Task goal =
Starting with the line that contains "Where can the grass be" and going through the last of the lines, write out every line again, requests included. Multiply each dot coordinate in the answers by 2.1 and round it to a whole number, with halves going up. Leave the numbers in the requests and their format samples unchanged.

Data to process =
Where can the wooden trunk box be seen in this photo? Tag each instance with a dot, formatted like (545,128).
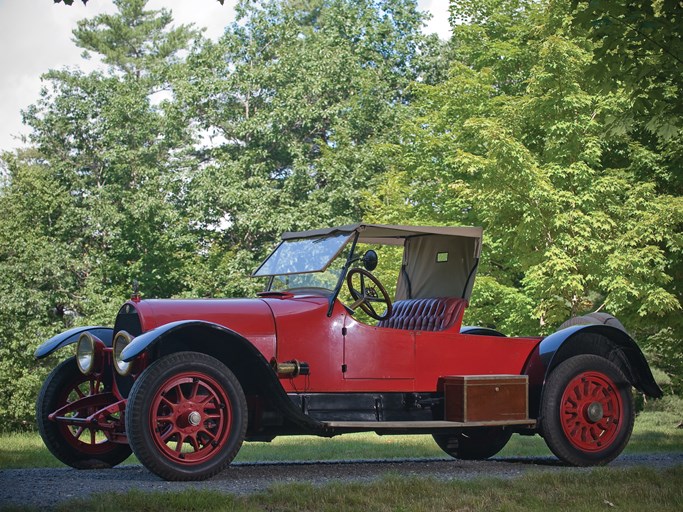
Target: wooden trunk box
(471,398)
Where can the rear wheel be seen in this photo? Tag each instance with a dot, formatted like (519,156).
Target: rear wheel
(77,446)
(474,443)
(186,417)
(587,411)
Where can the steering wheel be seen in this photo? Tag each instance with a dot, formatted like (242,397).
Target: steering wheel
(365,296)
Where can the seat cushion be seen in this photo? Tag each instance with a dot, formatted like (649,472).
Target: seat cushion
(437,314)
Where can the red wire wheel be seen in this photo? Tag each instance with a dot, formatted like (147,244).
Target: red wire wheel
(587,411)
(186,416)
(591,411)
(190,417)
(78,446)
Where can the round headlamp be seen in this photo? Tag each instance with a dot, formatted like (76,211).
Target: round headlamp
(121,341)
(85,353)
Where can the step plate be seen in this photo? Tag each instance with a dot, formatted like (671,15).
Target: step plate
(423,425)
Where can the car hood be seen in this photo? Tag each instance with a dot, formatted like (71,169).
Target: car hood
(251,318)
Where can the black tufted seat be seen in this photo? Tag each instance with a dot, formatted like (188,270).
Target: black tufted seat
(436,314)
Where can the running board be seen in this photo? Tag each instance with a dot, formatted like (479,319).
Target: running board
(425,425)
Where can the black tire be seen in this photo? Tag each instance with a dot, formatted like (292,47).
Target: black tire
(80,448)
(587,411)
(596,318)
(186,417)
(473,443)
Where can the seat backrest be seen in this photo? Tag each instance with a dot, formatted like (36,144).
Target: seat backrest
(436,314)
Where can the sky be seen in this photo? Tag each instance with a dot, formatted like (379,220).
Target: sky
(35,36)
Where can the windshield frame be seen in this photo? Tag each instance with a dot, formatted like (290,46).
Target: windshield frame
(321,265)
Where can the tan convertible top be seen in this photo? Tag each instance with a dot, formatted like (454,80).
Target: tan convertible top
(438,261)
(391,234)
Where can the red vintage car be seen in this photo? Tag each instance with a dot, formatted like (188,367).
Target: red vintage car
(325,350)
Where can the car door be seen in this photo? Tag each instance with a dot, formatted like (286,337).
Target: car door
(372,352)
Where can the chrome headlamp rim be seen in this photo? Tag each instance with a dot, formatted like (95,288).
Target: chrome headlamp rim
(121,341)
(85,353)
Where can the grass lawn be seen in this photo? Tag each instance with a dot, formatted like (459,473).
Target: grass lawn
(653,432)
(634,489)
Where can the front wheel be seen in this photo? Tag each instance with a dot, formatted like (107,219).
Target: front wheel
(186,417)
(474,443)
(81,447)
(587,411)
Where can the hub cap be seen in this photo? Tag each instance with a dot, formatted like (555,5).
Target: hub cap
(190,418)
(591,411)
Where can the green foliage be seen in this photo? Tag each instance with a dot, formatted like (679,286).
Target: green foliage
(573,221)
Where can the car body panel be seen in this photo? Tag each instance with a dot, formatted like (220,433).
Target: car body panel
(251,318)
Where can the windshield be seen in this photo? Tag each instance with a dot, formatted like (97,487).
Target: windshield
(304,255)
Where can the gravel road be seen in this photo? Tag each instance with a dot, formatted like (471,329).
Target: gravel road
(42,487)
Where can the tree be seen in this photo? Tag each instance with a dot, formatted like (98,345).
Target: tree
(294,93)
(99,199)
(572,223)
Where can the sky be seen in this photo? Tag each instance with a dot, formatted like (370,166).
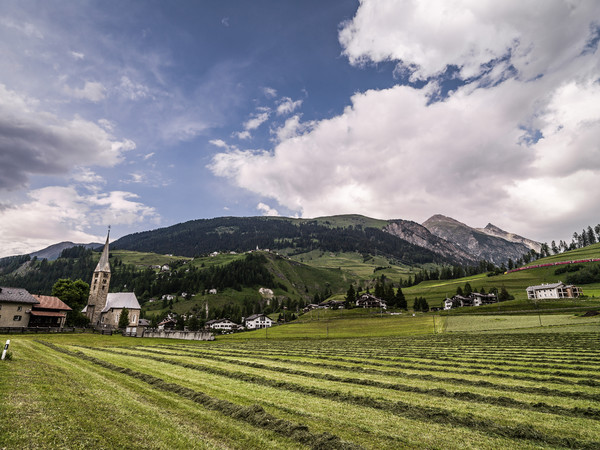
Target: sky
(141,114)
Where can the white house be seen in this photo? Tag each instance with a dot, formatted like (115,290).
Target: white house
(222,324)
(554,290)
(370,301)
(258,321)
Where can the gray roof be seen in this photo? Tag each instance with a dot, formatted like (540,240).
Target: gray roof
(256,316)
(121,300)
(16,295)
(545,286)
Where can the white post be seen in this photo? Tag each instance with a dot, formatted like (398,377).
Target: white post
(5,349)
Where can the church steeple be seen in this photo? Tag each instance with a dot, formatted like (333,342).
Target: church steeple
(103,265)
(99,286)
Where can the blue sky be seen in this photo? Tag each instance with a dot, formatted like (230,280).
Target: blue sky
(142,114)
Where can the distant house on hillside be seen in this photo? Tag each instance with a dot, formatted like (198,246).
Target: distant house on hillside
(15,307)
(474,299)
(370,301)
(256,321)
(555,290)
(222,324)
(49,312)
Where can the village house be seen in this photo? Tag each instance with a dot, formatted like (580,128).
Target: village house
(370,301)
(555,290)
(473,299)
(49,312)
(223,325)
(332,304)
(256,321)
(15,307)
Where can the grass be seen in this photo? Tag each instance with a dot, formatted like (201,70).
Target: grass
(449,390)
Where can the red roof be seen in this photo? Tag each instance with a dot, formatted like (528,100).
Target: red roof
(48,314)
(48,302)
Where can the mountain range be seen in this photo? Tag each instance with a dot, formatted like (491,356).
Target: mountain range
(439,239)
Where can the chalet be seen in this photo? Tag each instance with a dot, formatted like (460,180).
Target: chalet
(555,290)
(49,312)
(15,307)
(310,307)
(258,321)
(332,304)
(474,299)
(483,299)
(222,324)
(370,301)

Final result =
Where can the grass be seen in this photo? Tag each instance with a dot, formatted like (201,70).
Target: grass
(943,819)
Where can the red roof be seen in this photo? Tag each instance with a dot, formatted like (528,100).
Target: red roof
(101,659)
(101,634)
Where can the mountain range be seen in this photo? Tag each instance with a dot, formatted like (491,356).
Target: mountain range
(922,502)
Where can the chalet be seen in this photo? Tag each instance with a dot, formatted like (460,180).
Target: chalet
(1166,609)
(103,655)
(32,645)
(651,645)
(542,674)
(697,638)
(995,628)
(1014,628)
(466,680)
(777,632)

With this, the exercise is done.